__Document text__:
══════════════════════════════
Chris Marco, aged 67, was convicted on 43 counts of fraud after unlawfully acquiring over $34 million from six individuals, promising them lucrative returns from non-existent investment opportunities.
On Thursday, Western Australia’s Supreme Court handed down the 14-year sentence, with Marco eligible for parole after serving 12 years.
Over nearly eight years up to 2018, Marco collected a staggering $253 million from investors, repaying nearly $200 million before authorities intervened and he filed for bankruptcy.
Justice Natalie Whitby noted that Marco invested less than five percent of the funds and failed to generate any profits, despite assuring investors of high returns from supposedly exclusive schemes not accessible to the general public.
“Your offending involved a gross abuse of trust that the victims had placed in you and that you fostered,” she said.
“You developed friendships with many of your victims, and your reputation and standing in the community were factors that enabled you to gain their trust.
“Then you defrauded each of them of large sums of money.”
Whitby said he knew what he told his victims was untrue, and he paid returns from their own and other investors’ funds.
This was done to enable him to continue his fraudulent scheme, as was Marco’s claims about future investment opportunities to induce his victims to roll over their funds and remain in the scheme, she said.
He told his victims he was a successful private investor and that through decades of investing, he had developed relationships that enabled him to gain access to risk-free and exclusive private placement programs, Whitby said.
══════════════════════════════
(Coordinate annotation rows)

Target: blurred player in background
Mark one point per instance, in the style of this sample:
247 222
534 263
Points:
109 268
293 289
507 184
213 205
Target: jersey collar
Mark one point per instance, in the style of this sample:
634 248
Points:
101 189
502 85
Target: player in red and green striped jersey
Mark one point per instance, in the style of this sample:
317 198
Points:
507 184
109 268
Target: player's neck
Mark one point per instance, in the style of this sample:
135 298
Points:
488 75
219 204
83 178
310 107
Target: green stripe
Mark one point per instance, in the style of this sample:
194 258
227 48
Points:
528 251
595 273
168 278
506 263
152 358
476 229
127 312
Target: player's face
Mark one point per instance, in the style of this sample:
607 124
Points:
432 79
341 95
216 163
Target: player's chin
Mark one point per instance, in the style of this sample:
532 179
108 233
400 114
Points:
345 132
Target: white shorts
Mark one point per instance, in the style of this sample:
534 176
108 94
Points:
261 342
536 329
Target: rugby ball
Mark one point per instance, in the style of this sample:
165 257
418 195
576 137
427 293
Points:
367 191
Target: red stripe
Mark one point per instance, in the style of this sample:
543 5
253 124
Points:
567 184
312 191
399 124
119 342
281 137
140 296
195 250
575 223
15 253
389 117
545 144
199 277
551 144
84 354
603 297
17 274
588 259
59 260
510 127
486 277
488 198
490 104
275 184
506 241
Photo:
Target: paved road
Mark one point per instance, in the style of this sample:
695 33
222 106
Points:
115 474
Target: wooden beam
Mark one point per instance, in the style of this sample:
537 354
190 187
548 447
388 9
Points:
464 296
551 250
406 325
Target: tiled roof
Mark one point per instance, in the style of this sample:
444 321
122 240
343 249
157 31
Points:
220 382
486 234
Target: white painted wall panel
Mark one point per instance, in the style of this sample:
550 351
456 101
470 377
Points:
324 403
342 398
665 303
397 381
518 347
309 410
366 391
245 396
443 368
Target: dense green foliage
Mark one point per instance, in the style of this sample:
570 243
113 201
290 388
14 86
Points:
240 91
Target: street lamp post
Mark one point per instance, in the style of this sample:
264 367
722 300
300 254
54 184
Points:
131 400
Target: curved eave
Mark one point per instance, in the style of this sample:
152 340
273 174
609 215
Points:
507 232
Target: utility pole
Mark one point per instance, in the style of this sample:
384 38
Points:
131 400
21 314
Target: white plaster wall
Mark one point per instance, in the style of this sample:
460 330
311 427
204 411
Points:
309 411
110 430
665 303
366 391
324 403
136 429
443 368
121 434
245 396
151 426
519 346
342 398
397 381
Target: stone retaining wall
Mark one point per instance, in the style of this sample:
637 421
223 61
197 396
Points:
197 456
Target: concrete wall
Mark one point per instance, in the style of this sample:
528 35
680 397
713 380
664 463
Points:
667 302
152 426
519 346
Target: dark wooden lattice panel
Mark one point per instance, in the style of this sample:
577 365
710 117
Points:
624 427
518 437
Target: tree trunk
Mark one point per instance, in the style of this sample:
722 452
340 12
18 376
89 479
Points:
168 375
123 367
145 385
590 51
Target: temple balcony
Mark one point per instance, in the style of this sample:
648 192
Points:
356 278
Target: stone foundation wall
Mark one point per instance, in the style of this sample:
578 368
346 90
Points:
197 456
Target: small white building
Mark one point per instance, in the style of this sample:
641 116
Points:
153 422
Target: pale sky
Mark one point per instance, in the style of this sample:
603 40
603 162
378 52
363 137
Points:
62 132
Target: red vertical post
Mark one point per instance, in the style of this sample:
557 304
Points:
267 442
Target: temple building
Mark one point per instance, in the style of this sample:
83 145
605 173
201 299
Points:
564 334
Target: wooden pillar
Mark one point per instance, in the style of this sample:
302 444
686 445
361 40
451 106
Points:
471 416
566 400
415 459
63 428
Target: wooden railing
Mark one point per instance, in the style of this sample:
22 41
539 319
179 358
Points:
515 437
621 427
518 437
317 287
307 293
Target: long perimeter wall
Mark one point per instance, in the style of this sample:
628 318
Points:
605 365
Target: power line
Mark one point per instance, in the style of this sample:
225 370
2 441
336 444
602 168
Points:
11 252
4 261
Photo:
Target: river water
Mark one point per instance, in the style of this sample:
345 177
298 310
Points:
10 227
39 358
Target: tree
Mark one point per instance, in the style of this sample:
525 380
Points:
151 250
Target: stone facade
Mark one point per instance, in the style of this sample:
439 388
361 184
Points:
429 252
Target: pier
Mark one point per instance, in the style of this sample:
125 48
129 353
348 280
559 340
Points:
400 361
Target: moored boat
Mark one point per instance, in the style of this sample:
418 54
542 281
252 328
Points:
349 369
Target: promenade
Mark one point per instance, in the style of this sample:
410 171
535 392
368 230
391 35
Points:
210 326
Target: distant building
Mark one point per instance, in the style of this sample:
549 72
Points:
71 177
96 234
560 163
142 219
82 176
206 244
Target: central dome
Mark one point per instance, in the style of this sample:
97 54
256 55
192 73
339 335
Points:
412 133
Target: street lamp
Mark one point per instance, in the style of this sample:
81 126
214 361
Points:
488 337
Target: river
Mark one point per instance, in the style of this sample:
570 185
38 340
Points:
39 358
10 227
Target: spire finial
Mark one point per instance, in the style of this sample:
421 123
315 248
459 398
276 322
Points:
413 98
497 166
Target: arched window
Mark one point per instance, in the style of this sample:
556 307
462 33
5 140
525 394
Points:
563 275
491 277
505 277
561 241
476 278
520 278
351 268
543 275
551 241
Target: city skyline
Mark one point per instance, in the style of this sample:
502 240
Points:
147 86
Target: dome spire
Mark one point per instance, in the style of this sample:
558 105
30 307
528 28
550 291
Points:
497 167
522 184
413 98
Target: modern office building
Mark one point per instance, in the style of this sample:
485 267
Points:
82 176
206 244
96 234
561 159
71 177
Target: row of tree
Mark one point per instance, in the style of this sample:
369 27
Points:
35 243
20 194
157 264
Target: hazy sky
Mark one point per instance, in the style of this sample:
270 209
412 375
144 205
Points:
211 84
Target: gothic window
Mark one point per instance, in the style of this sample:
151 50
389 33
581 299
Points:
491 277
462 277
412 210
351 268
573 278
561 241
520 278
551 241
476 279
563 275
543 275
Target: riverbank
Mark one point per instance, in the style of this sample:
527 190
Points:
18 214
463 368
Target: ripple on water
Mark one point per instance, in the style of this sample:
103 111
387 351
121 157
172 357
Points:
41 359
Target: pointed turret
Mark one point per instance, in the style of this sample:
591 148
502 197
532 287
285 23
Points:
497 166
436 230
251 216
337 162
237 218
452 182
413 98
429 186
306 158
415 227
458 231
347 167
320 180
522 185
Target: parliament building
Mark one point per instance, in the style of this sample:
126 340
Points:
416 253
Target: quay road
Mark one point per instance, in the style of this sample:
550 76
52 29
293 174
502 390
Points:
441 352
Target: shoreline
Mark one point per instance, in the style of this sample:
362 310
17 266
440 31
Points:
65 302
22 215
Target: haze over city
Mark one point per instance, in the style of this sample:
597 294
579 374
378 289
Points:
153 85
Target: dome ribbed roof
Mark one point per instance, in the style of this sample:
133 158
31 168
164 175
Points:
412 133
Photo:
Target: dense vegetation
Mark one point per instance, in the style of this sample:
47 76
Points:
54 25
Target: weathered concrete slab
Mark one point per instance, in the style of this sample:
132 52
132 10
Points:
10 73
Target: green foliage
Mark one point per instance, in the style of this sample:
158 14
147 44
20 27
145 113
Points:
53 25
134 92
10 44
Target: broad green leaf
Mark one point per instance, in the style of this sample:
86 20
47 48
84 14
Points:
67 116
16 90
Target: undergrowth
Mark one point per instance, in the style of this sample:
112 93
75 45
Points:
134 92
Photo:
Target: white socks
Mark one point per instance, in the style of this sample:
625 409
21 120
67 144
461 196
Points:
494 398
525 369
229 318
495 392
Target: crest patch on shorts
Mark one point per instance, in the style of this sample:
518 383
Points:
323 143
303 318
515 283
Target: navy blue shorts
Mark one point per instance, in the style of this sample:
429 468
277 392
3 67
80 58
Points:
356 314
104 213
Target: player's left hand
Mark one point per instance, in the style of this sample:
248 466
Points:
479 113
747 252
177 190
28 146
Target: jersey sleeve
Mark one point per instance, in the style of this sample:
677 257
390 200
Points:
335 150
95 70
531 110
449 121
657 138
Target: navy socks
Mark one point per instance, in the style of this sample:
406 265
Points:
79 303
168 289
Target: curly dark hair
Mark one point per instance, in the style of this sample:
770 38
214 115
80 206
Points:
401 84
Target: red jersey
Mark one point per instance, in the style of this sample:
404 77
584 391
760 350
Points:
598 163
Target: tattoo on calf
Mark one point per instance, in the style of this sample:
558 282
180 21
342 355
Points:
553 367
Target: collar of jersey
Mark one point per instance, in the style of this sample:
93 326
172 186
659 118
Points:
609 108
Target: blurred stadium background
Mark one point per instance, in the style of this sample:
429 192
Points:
══════════════════════════════
__Challenges__:
- a) In the report on Marco's fraud sentencing, how long must he serve before he becomes eligible for parole?
- b) Continue the report on Marco's fraud sentencing from its final sentence.

__Solved problems__:
- a) 12 years.

- b)
He also claimed to be a high-wealth businessman who had made large sums of money from investing.
In reality, he was an “unremarkable” country boy who owned and operated 16 businesses, including video shops, laundromats and newspaper rounds, before turning his hand to financial services and fraud.
“You spent the money … which you obtained from the victims on repaying victims and other investors, on real estate, cars, collectibles, shares and personal expenditure,” Whitby said.
“You did not receive any returns from any purported investments that were deposited into your bank accounts in the entire period.”
Outside court, Marco’s lawyer, Luka Margaretic, was scathing of the sentence and said his client would appeal against it and his convictions.
“I’ve never seen anything like it in 35 years of practice,” he told reporters.
“After a sentence like that, he’s obviously not doing very well.
“There’s going to be an appeal against sentence as well as conviction.”